• **TASK STATEMENT**: Keep the pictures out of the copy and repeat the records exactly.

--- start of SOURCE DATA ---

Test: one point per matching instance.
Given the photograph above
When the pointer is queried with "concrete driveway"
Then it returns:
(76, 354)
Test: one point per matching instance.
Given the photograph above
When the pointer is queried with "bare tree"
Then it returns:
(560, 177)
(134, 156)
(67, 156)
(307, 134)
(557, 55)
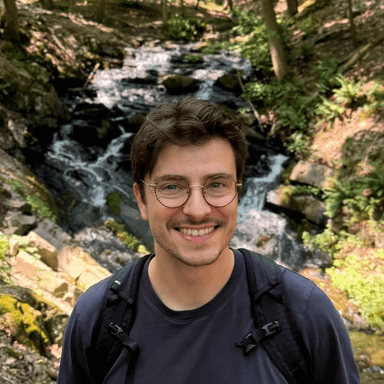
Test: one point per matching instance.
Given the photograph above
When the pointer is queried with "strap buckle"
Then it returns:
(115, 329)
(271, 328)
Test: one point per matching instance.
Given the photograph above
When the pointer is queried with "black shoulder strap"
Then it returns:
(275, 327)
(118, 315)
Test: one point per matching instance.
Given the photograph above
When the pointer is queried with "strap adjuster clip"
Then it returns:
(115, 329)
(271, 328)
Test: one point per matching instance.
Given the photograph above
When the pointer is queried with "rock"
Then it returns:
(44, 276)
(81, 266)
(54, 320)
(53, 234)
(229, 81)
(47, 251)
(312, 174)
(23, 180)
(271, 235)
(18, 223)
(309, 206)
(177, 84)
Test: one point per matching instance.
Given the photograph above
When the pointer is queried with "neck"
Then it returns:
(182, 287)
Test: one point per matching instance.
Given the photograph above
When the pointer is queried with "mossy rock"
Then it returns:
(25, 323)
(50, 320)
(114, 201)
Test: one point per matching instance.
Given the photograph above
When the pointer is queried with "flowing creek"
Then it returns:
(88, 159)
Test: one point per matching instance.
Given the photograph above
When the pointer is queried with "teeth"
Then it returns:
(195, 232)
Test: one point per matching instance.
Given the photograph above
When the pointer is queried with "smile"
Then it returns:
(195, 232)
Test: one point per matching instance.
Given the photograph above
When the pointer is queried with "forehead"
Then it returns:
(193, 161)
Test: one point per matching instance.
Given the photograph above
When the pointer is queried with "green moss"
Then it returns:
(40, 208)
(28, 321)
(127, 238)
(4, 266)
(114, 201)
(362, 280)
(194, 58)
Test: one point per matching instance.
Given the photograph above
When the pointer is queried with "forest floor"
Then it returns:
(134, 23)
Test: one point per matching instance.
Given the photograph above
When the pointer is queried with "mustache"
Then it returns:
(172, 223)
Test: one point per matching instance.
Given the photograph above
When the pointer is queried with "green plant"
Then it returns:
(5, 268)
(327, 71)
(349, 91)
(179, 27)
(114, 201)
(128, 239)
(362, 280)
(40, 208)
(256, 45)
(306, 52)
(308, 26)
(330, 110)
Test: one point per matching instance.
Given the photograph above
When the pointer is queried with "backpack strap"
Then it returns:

--- end of SOURCE DATA ---

• **ANSWER FOR THE TASK**:
Test: one point per matching instance.
Given the photograph above
When the pointer is queried with "concrete driveway"
Then it returns:
(76, 354)
Test: one point per matching instance.
Given the photograph above
When the pointer is queried with "bare tree"
Then it returns:
(560, 177)
(134, 156)
(67, 156)
(307, 134)
(557, 55)
Test: one point per matching instance.
Given the photograph above
When the pointer is queried with "strap buckle"
Then it returns:
(115, 329)
(271, 328)
Test: one point per matching instance.
Given the photograph above
When the pointer is queried with "black shoulder strap"
Then it returns:
(275, 327)
(118, 315)
Test: one point per matching instance.
Given the photograph above
When the pointer is queried with "strap adjuster clip"
Then it returns:
(115, 329)
(271, 328)
Test: one point per matching instance.
Given the photograph above
When the pointer is queried with "rock"
Then it returns:
(44, 276)
(81, 266)
(54, 320)
(53, 234)
(229, 81)
(47, 251)
(312, 174)
(23, 180)
(271, 235)
(18, 223)
(309, 206)
(177, 84)
Test: one point per matching instance.
Given the photograph above
When the pointer is queried with "neck"
Then it returns:
(182, 287)
Test: one point per matching instance.
Given the photograph above
When the pointer is queried with "mossy rock"
Then it returns:
(25, 323)
(50, 320)
(114, 201)
Test: one point per matching instance.
Given the photograph above
When the pointer is queried with "flowing creek"
Then it returns:
(88, 159)
Test: one point per matching instance.
Given the photograph above
When the pointer is queried with "teeth"
Then it returns:
(195, 232)
Test: one point per matching instance.
Given the photograph above
When the pointer is queried with "smile"
Then it returns:
(195, 232)
Test: one point per matching instance.
Given the photograph above
When the pointer is queried with "forehead"
Then it returns:
(193, 161)
Test: one point per matching instance.
Given the photograph above
When the pointer is queried with "green moss"
Then it returns:
(40, 208)
(28, 321)
(127, 238)
(4, 266)
(114, 201)
(362, 280)
(194, 58)
Test: one point per matching instance.
Given the photograph above
When the pointer is queried with "forest floor"
Then it returns:
(134, 23)
Test: one point per matching instance.
Given the photograph above
When the pointer is queried with "mustache"
Then it returns:
(172, 223)
Test: one point per matching instance.
Given the photograph above
When the pointer is queried with "green plant"
Then it returns:
(5, 268)
(327, 71)
(349, 91)
(179, 27)
(114, 201)
(128, 239)
(362, 280)
(40, 208)
(256, 45)
(306, 52)
(308, 26)
(330, 110)
Test: one point per matching instance.
Given the photograph above
When the pointer is queried with "backpack strap"
Then it returns:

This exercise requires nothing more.